[Opening Selected passage section]

WHO Says Risks of Worldwide Disease Outbreak are at Highest Levels Ever

From Staff Reports

This year’s World Health Organization (WHO) World Health Report warns that brand-new – and still-emerging – infectious diseases are quickly traversing the globe, a reality that poses a threat to the public health and economic vitality of countries around the world. Experts say that the best way to attack this problem is through the best-organized, closest system of cooperation in global history. But that need comes at a time when global tensions could make such collaboration a significant challenge, experts say.

In this age of rapid globalization, WHO Director-General Dr. Margaret Chan told VOAnews.com that no one country can shield itself from an invasion by a pathogen that incubated inside an unsuspecting airline passenger, or via a stowaway insect deep in the aircraft’s cargo hold.

[Closing Selected passage section]
[Opening Data supplied section]

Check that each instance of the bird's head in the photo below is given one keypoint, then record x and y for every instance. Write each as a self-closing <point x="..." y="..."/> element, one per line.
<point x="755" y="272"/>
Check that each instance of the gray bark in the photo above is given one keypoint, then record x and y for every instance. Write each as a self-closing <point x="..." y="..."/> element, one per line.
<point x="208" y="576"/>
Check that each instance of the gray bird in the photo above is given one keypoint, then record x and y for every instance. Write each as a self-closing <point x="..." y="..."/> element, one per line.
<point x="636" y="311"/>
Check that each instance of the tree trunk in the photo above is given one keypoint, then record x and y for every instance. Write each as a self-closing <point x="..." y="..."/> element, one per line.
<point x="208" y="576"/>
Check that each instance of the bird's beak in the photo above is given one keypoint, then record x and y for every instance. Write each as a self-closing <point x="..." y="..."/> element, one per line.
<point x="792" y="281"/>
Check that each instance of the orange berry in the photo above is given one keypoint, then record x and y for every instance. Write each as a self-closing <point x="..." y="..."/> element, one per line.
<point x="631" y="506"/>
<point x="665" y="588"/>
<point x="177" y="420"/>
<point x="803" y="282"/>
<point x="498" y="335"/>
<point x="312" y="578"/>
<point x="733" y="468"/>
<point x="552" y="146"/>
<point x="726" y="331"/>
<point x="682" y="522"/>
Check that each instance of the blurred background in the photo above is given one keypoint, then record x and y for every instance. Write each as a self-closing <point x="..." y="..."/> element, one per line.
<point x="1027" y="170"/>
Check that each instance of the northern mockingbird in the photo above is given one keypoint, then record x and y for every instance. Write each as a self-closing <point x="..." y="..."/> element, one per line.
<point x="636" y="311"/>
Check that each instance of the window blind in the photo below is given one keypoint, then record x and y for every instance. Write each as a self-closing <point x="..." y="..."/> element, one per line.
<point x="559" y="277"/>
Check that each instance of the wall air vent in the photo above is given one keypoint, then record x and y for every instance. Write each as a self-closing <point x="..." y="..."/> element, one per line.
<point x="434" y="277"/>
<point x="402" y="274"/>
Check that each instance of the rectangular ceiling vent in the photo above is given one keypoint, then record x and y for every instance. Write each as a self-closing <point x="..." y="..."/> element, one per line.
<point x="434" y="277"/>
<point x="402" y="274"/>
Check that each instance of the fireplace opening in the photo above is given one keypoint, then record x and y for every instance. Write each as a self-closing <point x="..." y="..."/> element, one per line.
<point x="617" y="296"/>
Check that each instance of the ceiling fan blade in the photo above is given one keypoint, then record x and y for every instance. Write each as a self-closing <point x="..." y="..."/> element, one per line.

[Closing Data supplied section]

▸ **Parts of the exercise**:
A – Answer these questions from the disease outbreak article:
(i) Who told VOAnews.com that no one country can shield itself from a pathogen?
(ii) According to experts, what is the best way to attack the problem the report describes?
(iii) What two ways of carrying a pathogen into a country are named?
B – Resume the disease outbreak article after its final sentence, adding one or two paragraphs in the same news style.

▸ **Exercise answers**:
A –
(i) WHO Director-General Dr. Margaret Chan.
(ii) Through the best-organized, closest system of cooperation in global history.
(iii) A pathogen that incubated inside an unsuspecting airline passenger, or a stowaway insect deep in an aircraft's cargo hold.

B –
With the “sheer size of the problem, no single country or agency can handle the next pandemic single-handedly," Dr. Chan told VOAnews.com. "And that calls for international collaboration, global solidarity and collective defense system…But, if we implemented the international health regulation…the world stands a better chance to defend itself against a future risk coming from outbreaks.  And, I am confident that with better preparedness, we will mitigate the negative health impacts from outbreaks."

The WHO World Health Report  report found that new diseases are now emerging at an unprecedented average rate of one per year. Indeed, since 1967, the report says that at least 39 new diseases have developed. These include HIV/AIDS, Ebola hemorrhagic fever, Marburg fever and SARS. Indeed, just this past week, The International Herald Tribune reported that a virulent swine virus is “sweeping” China’s pig population – causing pork prices to spike, and spawning fears of a pandemic that could race through this huge country’s pig farms. Although meat prices across China have jumped an average of 50% or more in the past year – part of a broad advance in prices that the country faces across all fronts – pork prices have skyrocketed 86%, and the sweeping outbreak of the swine virus is clearly part of the reason.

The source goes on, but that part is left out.